▸ **Dataset records about object locations**:
** START **

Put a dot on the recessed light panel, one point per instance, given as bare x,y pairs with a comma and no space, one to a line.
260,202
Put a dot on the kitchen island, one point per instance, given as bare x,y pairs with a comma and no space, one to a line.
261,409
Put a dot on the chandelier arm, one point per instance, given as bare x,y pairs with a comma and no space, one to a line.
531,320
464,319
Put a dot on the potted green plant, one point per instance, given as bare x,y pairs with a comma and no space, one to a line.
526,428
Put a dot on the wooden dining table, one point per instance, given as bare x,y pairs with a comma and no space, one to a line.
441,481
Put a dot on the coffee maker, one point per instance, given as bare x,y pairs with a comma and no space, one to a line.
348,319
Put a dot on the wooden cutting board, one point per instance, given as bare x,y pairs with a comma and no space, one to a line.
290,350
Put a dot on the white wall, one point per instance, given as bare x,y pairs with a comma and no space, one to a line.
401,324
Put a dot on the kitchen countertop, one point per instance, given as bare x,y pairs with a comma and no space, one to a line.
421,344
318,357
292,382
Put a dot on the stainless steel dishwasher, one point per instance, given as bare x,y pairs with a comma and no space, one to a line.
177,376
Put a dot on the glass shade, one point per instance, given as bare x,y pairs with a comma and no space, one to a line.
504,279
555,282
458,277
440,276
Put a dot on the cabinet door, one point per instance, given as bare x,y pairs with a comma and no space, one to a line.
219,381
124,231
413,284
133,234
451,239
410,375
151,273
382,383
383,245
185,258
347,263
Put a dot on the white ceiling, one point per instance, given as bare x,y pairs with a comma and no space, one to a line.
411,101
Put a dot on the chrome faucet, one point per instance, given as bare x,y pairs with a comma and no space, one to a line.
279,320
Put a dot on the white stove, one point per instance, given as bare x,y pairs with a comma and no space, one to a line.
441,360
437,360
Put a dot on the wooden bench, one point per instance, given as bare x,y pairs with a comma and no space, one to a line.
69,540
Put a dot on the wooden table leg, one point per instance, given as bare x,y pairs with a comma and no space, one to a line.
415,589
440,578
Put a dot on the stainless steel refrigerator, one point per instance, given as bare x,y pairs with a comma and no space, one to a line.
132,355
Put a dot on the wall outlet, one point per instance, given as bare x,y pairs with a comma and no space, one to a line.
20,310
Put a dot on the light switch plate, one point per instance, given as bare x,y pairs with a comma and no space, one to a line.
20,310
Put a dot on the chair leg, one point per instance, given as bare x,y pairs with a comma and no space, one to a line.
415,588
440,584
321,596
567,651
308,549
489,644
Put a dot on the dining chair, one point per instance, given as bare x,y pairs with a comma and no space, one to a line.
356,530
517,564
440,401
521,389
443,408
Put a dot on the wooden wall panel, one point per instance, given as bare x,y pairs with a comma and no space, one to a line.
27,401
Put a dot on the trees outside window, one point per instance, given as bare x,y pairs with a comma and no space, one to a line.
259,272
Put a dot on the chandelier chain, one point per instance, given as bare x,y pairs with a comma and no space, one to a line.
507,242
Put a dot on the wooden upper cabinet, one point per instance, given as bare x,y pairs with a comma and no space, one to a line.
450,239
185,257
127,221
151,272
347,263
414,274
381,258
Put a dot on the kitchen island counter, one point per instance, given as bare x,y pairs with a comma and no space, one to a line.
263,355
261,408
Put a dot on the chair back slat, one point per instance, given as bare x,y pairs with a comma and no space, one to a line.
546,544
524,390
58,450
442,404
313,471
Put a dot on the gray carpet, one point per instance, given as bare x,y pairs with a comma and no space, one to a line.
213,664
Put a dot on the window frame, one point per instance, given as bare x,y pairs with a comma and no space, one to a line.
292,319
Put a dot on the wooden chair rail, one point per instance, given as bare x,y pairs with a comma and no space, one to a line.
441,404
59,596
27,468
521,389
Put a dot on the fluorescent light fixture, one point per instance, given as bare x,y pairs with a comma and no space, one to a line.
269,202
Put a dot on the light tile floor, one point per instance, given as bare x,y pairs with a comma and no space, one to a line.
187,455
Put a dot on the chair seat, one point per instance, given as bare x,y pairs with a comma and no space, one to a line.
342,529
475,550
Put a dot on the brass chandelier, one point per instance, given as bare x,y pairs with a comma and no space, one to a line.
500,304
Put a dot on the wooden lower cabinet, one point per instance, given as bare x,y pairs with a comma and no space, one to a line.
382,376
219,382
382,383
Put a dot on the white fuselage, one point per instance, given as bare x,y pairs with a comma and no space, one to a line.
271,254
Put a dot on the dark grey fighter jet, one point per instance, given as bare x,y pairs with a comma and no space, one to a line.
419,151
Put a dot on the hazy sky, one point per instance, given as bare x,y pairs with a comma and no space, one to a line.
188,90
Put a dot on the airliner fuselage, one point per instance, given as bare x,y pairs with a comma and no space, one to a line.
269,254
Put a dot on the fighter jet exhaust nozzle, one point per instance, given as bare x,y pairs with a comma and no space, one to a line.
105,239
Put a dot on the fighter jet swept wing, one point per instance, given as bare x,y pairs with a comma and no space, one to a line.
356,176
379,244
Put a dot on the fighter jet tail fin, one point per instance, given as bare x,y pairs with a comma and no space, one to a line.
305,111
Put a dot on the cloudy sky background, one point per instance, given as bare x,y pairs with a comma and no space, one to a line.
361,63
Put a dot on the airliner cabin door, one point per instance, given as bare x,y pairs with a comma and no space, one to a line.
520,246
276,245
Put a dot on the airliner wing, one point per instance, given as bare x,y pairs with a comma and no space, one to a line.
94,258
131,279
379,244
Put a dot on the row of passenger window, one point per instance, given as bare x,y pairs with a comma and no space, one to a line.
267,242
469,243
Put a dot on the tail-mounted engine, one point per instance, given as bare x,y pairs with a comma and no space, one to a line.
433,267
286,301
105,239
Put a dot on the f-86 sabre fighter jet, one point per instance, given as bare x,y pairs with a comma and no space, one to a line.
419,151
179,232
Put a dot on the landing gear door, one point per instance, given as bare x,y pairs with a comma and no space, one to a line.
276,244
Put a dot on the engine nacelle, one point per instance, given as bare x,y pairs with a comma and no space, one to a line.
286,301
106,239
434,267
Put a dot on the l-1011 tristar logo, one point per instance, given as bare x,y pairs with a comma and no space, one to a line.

** END **

▸ **SET TASK**:
Extract all of the data above without altering anything.

▸ **RESPONSE TO THIS EXERCISE**:
Put a dot on the recessed light panel, one point per instance, given as bare x,y pairs with a comma and no space, one to a line.
260,202
Put a dot on the kitchen island, one point per instance, given as bare x,y pairs with a comma and no space, one to a line.
261,409
Put a dot on the chandelier arm, one point per instance, given as bare x,y pairs with a comma and no space, one to a line.
531,320
464,319
Put a dot on the potted green plant, one point per instance, given as bare x,y pairs with a comma and no space, one to a line.
526,428
Put a dot on the wooden dining table, one point per instance, given as bare x,y pairs with a comma and no space, one to a line.
441,481
Put a dot on the coffee maker, one point per instance, given as bare x,y pairs with a comma and no space, one to a line.
348,319
Put a dot on the wooden cutting board, one point per instance, given as bare x,y pairs with a comma and no space, one to a line.
290,350
Put a dot on the white wall, one point per instance, given as bare x,y pairs with a comma and no space, one to a line.
401,324
Put a dot on the kitchen countertop, one point per instance, given as bare x,y pairs with a comma and no space, one to a line.
421,344
318,357
292,382
Put a dot on the stainless steel dishwasher, one point per instance, given as bare x,y pairs with a comma and no space, one to a line.
177,376
Put a dot on the glass shade, one point per instance, given as bare x,y pairs with a comma and no space, one to a line.
504,279
555,282
458,277
440,276
Put a dot on the cabinet door, one point per instance, given as bare x,y pairs with a comma and no space, one to a line.
219,381
124,231
413,284
133,234
451,239
410,375
151,273
382,383
383,245
185,258
347,263
Put a dot on the white ceiling, one point per instance, given as bare x,y pairs with a comma and no space, one to a line.
411,101
Put a dot on the chrome faucet, one point per instance, given as bare x,y pairs with a comma and no space, one to a line.
279,320
Put a dot on the white stove, one point per instance, given as bare x,y pairs with a comma and no space, one to a line.
441,360
437,360
Put a dot on the wooden bench, one point per instance, given as bare x,y pairs with a comma and no space, one to a line.
69,540
Put a dot on the wooden table leg, one point per instance, given as bare x,y pairs with a comma and no space, one to a line.
415,589
440,578
Put a dot on the stainless steel refrigerator, one point per instance, given as bare x,y pairs with a comma and no space, one to a line.
132,355
Put a dot on the wall outlet, one point per instance, given as bare x,y pairs with a comma and no space, one to a line.
20,310
Put a dot on the light switch plate, one point per instance, given as bare x,y pairs with a comma and no space, one to a line.
20,310
Put a dot on the chair leg, one point per instance, given as bare x,y pairs with a comma and no space, one to a line.
415,588
440,584
321,596
567,651
308,549
489,644
Put a dot on the dining chair, one point per instance, given as bare x,y pairs with a comma and no space, one to a line.
356,530
517,564
440,401
521,389
443,408
Put a dot on the wooden wall panel, one point per instance, given as bare x,y pairs with a comma and no space, one to a line.
27,401
Put a dot on the trees outside window, one point per instance, given as bare x,y pairs with a comma and no space, one to a line.
259,272
Put a dot on the chandelier chain, one point per instance, given as bare x,y pairs with a comma and no space, one to a line.
507,242
Put a dot on the wooden upper cabinet, one point per instance, given as bare x,y pairs with a comma and no space, one to a line.
450,239
185,257
127,221
151,272
347,263
414,274
381,258
Put a dot on the kitchen island counter, one point per instance, given as bare x,y pairs with a comma and no space, one to a line.
263,355
261,408
Put a dot on the chair back slat, one point per instance, given as bare x,y pairs with a comma and no space, one to a line.
546,544
524,390
58,450
442,404
313,471
Put a dot on the gray carpet, one point per instance, given as bare x,y pairs with a comma and no space, one to a line.
213,664
Put a dot on the window frame, one point per instance, given as bare x,y pairs with a comma and no space, one to a line.
292,319
Put a dot on the wooden chair rail, one point per instance, given as bare x,y pairs with a comma and no space, one to a line.
441,404
59,596
27,468
521,389
Put a dot on the fluorescent light fixture, one point per instance, given as bare x,y pairs with a comma and no space, one to a line.
269,202
Put a dot on the light tile floor, one point per instance, given as bare x,y pairs with a comma and no space, one to a line.
187,455
Put a dot on the chair seat, one point per instance, given as bare x,y pairs with a comma and no space, one to a line.
342,529
475,550
Put a dot on the brass chandelier, one point per instance, given as bare x,y pairs with a comma and no space, one to a line.
500,304
Put a dot on the wooden lower cabinet, one point per instance, given as bare x,y pairs with a comma and no space, one to a line.
382,376
219,382
382,383
Put a dot on the white fuselage, one point per instance, given as bare x,y pairs with a comma and no space, one to a line.
271,254
Put a dot on the dark grey fighter jet, one point per instance, given as bare x,y pairs with a comma and no space, one to a line.
419,151
Put a dot on the hazy sky, one point per instance, given as bare x,y pairs with a comma and no space, one to a line.
188,90
Put a dot on the airliner fuselage, one point per instance, given as bare x,y pairs with a comma and no space, one to a line.
269,254
Put a dot on the fighter jet exhaust nozzle, one point per instance, given as bare x,y pairs with a comma and no space, one to a line.
105,239
Put a dot on the fighter jet swept wing, one point per instance, given as bare x,y pairs with a comma and no space, one to a line.
356,176
379,244
Put a dot on the fighter jet tail fin, one point per instance, given as bare x,y pairs with a comma and no space, one to a line.
305,111
Put a dot on the cloudy sky background, one point per instance, given as bare x,y pairs with a comma and no space, one to a line.
361,63
Put a dot on the airliner cabin door, one point per instance, given as bare x,y pairs with a comma and no space, one to a line.
520,246
276,245
Put a dot on the airliner wing, one point per instance, given as bare x,y pairs with a comma and no space, one to a line.
94,258
131,279
379,244
Put a dot on the row of passenger window, one point per instance, given as bare x,y pairs with a comma and no space, one to a line.
267,242
469,243
Put a dot on the tail-mounted engine, one point per instance, given as bare x,y pairs with a comma and no space, one to a line.
433,267
286,301
105,239
Put a dot on the f-86 sabre fighter jet, one point per instance, given as bare x,y pairs with a comma and no space, one to a line.
419,151
179,232
Put a dot on the landing gear door, one point per instance, given as bare x,y pairs with a comma and no space, one to a line.
276,244
Put a dot on the engine nacelle, one point per instance, given as bare x,y pairs with a comma and no space, one to a line.
286,301
106,239
434,267
Put a dot on the l-1011 tristar logo, one point per instance, given as bare x,y pairs with a comma and no space, one to a line.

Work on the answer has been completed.